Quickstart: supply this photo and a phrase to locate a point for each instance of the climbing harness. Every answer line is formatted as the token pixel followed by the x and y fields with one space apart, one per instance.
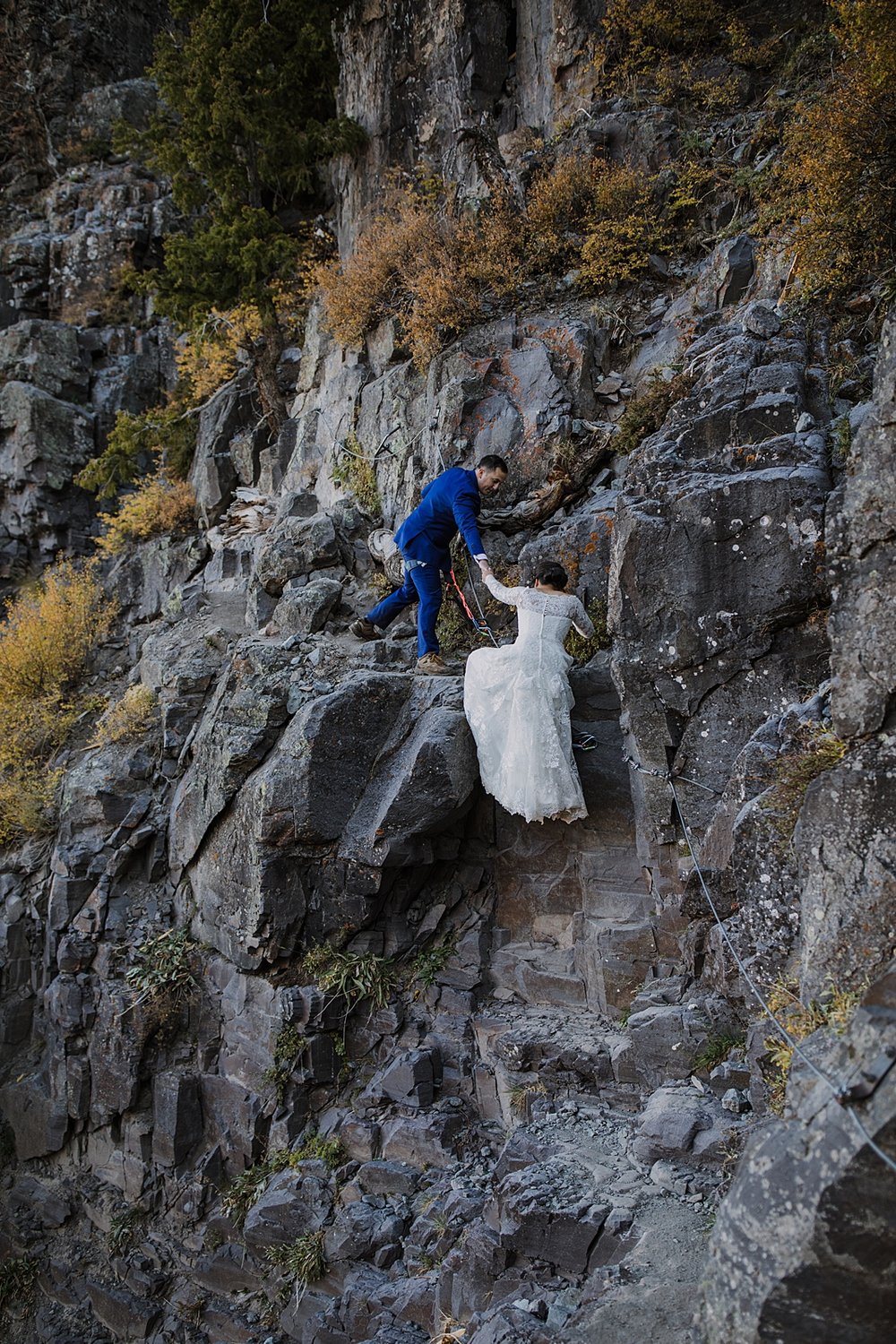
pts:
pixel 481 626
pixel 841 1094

★ ★ ★ ★ ★ ★ ★

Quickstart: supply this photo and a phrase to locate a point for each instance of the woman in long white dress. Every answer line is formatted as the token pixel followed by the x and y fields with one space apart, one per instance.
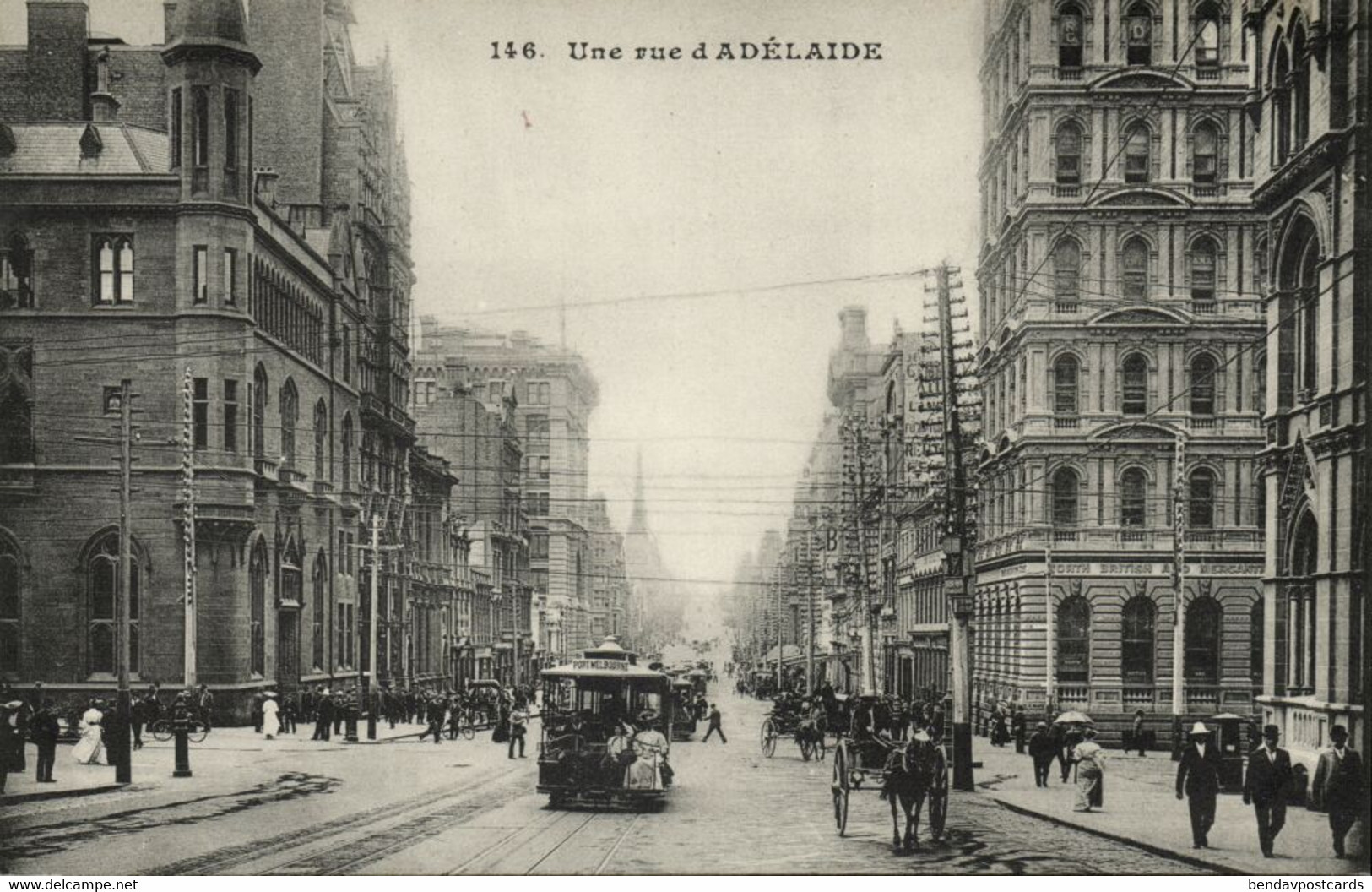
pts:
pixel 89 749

★ ★ ★ ★ ★ ★ ★

From the entries above, select each line containing the string "fields".

* [YOUR SOLUTION]
Quickstart: supply this photo and a phrase to locate a point for each instance of the climbing harness. Every answer line is formatted as the token pixel followed by the x and y fields with one space apart, one per instance.
Quickstart: supply this photo and a phrase to locate a point for each instance of the woman in long white dress. Every answer line is formatted as the token pixel followed by the x and y fields with one space apart, one per instance.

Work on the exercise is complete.